* Start RECORDS FOR THIS EXERCISE *

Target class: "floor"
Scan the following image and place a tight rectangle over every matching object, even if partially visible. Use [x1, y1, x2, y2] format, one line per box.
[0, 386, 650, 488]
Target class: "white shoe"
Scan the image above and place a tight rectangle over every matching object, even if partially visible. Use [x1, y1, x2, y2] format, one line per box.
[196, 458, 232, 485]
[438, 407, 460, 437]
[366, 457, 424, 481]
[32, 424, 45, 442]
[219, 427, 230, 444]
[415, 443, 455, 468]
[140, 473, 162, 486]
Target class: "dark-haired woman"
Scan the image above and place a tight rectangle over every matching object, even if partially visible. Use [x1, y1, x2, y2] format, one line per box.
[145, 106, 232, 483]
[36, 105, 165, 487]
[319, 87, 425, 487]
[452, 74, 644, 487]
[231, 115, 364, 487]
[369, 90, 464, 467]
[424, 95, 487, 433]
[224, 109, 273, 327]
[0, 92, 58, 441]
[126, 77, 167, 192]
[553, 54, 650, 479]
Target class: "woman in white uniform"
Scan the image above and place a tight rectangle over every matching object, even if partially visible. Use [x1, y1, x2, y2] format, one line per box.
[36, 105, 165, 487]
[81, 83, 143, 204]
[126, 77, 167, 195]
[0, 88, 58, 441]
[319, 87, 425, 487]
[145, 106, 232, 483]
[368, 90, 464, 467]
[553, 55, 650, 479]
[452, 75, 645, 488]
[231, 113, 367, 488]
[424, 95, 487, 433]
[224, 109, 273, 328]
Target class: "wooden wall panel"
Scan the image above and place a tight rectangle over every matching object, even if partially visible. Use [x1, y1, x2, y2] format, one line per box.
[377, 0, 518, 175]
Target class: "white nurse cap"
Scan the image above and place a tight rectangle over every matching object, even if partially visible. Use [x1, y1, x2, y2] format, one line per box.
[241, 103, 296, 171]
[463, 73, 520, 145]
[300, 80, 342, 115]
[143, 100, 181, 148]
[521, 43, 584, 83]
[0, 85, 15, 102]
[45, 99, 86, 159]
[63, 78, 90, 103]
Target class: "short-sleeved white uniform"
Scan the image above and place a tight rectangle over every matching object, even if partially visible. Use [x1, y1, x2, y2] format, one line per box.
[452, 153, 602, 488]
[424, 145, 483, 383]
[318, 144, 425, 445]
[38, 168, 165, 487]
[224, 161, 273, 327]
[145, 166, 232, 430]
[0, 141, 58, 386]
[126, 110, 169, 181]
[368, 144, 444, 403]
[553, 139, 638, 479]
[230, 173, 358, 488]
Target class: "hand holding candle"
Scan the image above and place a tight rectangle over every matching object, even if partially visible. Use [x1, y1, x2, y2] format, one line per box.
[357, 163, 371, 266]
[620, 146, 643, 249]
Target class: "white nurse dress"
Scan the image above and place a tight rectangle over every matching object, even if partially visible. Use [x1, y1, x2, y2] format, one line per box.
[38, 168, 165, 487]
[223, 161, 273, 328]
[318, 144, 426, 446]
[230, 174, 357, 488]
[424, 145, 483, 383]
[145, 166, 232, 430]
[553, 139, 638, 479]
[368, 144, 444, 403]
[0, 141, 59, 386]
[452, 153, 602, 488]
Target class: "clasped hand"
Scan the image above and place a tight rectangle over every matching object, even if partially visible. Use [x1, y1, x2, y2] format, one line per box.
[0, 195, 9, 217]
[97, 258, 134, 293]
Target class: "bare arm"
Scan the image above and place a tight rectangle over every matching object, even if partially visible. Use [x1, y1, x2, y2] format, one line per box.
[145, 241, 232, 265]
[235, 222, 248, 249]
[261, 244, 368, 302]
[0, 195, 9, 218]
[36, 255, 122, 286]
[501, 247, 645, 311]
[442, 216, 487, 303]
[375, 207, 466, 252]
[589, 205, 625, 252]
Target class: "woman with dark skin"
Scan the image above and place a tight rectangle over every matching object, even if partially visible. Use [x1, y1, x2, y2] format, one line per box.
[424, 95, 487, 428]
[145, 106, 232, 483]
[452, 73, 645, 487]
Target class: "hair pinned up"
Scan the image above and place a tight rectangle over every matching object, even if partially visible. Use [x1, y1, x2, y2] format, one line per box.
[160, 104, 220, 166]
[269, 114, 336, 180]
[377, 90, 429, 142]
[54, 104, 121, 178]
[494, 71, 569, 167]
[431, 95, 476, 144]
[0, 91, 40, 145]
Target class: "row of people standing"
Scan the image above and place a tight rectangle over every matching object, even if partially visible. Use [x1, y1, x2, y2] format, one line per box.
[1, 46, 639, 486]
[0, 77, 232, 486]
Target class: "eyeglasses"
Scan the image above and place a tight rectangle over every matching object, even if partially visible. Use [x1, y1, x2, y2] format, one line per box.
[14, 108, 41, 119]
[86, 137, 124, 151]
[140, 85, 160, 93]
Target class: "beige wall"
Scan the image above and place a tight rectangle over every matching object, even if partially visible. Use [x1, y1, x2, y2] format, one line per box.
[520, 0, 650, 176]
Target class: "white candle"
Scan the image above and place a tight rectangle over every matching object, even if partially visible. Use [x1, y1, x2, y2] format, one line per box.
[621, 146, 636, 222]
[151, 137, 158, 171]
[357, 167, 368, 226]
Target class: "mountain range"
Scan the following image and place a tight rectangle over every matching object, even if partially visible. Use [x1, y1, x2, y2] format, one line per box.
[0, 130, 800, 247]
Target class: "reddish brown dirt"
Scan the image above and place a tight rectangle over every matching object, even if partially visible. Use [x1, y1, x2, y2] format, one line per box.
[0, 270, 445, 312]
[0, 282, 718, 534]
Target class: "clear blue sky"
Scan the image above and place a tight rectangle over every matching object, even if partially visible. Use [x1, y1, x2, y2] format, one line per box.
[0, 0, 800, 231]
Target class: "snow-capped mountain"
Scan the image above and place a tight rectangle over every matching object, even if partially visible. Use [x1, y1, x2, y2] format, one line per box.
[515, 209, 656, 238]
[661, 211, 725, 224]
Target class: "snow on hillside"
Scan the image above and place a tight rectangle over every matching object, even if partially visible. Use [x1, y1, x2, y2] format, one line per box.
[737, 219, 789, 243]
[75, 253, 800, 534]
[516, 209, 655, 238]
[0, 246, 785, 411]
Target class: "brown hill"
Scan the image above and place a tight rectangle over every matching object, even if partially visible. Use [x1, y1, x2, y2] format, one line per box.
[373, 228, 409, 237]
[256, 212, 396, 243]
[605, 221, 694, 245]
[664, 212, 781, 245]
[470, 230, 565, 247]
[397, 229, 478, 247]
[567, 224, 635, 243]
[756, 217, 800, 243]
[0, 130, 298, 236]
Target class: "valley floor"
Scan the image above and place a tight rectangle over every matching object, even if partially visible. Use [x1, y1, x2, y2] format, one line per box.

* End RECORDS FOR THIS EXERCISE *

■ **GIVEN PROBLEM**:
Gather every line of the data above that contains the string "uniform", matching its case exactly. Write each matching line out in full.

■ **WRITTEN ANSWER**:
Target class: "woman in white uniform"
Target class: "short-sleeved white uniform"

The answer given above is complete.